■ **To do**:
Return the listing below in full, exactly.

■ **Records shown**:
*** Block opens ***

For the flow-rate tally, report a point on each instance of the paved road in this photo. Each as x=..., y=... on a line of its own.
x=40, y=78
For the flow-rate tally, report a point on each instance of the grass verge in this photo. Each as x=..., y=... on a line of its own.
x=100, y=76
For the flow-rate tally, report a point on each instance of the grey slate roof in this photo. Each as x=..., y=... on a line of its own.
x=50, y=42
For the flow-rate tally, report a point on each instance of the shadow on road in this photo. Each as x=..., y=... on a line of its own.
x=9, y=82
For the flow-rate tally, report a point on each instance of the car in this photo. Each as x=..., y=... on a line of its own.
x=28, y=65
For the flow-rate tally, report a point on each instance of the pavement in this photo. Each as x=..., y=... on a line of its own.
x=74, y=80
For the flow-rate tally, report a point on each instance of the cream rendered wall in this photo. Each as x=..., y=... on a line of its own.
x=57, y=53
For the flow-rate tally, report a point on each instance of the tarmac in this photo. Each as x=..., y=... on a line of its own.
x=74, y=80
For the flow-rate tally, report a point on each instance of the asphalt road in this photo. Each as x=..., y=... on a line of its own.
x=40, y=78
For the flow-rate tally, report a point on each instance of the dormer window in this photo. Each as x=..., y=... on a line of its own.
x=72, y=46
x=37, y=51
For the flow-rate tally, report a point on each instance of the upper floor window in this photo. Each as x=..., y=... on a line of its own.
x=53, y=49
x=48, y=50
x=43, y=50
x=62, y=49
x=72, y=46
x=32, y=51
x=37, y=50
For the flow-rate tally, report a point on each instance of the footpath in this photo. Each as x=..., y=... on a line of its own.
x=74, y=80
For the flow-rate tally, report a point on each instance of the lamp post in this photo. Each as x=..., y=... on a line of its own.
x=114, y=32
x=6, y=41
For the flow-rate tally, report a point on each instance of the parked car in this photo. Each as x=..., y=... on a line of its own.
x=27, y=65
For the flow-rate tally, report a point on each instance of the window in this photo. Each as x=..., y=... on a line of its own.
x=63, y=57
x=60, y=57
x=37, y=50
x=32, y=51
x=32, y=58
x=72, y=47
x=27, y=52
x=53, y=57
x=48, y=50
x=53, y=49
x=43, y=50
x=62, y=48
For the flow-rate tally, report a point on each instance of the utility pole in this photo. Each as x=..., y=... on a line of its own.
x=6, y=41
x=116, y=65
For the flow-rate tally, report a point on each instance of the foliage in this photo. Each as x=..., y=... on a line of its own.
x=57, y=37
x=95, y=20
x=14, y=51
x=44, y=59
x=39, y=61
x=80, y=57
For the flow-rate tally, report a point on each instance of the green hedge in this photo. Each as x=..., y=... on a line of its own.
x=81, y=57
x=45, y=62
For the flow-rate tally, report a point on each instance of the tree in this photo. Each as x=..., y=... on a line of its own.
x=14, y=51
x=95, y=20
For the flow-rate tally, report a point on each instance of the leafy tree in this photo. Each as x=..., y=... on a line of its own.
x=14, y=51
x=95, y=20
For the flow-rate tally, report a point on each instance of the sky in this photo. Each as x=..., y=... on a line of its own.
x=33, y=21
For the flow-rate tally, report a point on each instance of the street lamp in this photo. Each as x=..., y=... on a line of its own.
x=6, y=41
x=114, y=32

*** Block closes ***

■ **Completed exercise**:
For the flow-rate tally, report a point on each instance of the paved road in this photo. Each as x=..., y=... on a line of its own.
x=40, y=78
For the flow-rate tally, report a point on each instance of the grass verge in this photo. Each as x=..., y=... on a line of its own.
x=100, y=76
For the flow-rate tally, report a point on each instance of the grey slate roof in this photo. Each as x=..., y=... on a line of its own.
x=50, y=42
For the flow-rate tally, report a point on each instance of the shadow on road in this photo. Each as x=..., y=... on a line of its own.
x=9, y=82
For the flow-rate tally, report a point on each instance of the car in this photo. Each as x=..., y=... on a line of its own.
x=28, y=65
For the flow-rate tally, report a point on each instance of the pavement in this photo. Each as x=..., y=... on a line of its own.
x=74, y=80
For the flow-rate tally, report a point on each instance of the cream rendered wall in this photo. Each as x=..., y=... on a line of its own.
x=57, y=53
For the flow-rate tally, report a point on each instance of the tarmac in this photo. Each as x=..., y=... on a line of its own.
x=74, y=80
For the flow-rate tally, report a point on each instance of the asphalt road in this photo. Each as x=..., y=... on a line of its own.
x=40, y=78
For the flow-rate tally, report a point on each instance of the dormer window in this photo. Each as x=..., y=... on a line of its own.
x=72, y=46
x=37, y=51
For the flow-rate tally, report a point on each instance of the upper floor window in this photo. Each as x=..., y=... on a line of its own.
x=53, y=49
x=48, y=50
x=43, y=50
x=62, y=49
x=72, y=46
x=32, y=51
x=37, y=50
For the flow-rate tally, report a point on each instance of the footpath in this photo. Each as x=..., y=... on a line of its own.
x=74, y=80
For the flow-rate tally, report a point on each instance of the lamp post in this photo. Each as x=..., y=... on a line of its own.
x=114, y=32
x=6, y=41
For the flow-rate tally, report a point on each instance of the parked car in this photo. Each as x=..., y=... on a line of its own.
x=27, y=65
For the flow-rate tally, report a point on each instance of the window in this photo. Each as x=..., y=... on a line of its own.
x=63, y=57
x=60, y=57
x=37, y=50
x=32, y=51
x=32, y=58
x=72, y=47
x=27, y=52
x=53, y=57
x=48, y=50
x=53, y=49
x=43, y=50
x=62, y=48
For the flow-rate tally, report a point on each instance of the utility pole in this photo. Each as x=..., y=... on a line of its own.
x=6, y=41
x=116, y=65
For the flow-rate tally, report a point on each instance of the foliage in this photo. Each as x=..., y=... on a line of its own.
x=57, y=37
x=95, y=20
x=14, y=51
x=44, y=59
x=39, y=61
x=80, y=57
For the flow-rate tally, report a point on each instance of the green hedge in this photo. Each as x=..., y=... on a line of its own.
x=81, y=57
x=45, y=62
For the flow-rate tally, report a point on each instance of the tree in this photo. Each as x=..., y=... on a line of its own.
x=14, y=51
x=95, y=20
For the flow-rate tally, report a point on each instance of the leafy tree in this photo. Each as x=..., y=... on a line of its own.
x=14, y=51
x=95, y=20
For the flow-rate tally, report a point on each instance of the sky in this photo. Each as x=..., y=... on a line of its own.
x=33, y=21
For the flow-rate tally, report a point on each instance of the street lamp in this photo. Each as x=..., y=... on a line of its own.
x=6, y=41
x=114, y=32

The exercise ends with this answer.